--- Exercise goal ---
Give again, exactly as written, each line of the material below starting at the line that contains "Target: orange fishing net" and ending at the line that contains "Guideline: for each instance of the concrete". Both ends count, and no other line does.

--- Information given ---
#####
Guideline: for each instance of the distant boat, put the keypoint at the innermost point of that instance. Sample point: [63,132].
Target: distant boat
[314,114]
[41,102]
#####
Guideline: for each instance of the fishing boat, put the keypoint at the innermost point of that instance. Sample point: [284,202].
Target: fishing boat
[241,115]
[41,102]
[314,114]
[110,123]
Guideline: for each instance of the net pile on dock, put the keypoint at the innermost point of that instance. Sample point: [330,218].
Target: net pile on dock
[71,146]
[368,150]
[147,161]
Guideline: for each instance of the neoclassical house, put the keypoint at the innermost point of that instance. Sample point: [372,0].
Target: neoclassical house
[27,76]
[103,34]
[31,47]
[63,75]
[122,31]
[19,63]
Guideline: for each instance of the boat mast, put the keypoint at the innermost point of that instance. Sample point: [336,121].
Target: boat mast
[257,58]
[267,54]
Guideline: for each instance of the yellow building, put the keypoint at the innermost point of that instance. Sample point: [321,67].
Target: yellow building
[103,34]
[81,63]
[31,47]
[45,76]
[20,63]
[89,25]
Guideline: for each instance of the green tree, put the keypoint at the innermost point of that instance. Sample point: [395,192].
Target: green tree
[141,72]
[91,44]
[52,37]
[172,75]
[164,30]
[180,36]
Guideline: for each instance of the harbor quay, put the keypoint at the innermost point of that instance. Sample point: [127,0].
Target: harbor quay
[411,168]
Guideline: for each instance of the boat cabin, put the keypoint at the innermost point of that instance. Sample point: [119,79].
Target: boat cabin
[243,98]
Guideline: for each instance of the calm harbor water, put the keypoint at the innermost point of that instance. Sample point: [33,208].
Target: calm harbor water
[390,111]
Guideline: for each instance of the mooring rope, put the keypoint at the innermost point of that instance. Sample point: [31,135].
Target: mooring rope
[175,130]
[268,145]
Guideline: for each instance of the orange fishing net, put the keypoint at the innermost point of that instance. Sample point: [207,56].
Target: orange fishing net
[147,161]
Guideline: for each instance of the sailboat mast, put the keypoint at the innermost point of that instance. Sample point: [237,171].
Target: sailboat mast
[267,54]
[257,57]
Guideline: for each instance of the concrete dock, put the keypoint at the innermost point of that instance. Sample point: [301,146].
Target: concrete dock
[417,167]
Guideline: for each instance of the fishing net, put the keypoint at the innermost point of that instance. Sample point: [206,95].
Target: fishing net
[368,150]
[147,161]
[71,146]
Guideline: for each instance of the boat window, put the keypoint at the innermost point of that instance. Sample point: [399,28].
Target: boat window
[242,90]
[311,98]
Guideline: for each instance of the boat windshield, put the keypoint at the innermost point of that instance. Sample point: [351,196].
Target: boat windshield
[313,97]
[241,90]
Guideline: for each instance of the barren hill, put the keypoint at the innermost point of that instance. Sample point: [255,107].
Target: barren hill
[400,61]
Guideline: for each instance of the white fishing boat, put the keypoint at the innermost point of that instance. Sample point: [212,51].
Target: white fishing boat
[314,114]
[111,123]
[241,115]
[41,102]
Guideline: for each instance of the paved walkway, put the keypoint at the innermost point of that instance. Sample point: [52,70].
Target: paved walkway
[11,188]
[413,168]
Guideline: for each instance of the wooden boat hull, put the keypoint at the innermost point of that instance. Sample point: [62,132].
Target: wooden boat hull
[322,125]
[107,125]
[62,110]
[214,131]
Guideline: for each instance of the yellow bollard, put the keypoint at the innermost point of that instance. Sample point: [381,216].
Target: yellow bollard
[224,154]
#####
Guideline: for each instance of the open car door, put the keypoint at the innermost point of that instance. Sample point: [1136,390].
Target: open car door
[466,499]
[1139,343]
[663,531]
#####
--- Exercise output ---
Target: orange fishing net
[147,161]
Guideline: for each instance of the sailboat mast, put the keypoint at the innermost point of that instance. Sample point: [237,171].
Target: sailboat mast
[267,54]
[257,57]
Guideline: for each instance of the concrete dock, put the keypoint at the innermost point of that instance. Sample point: [301,146].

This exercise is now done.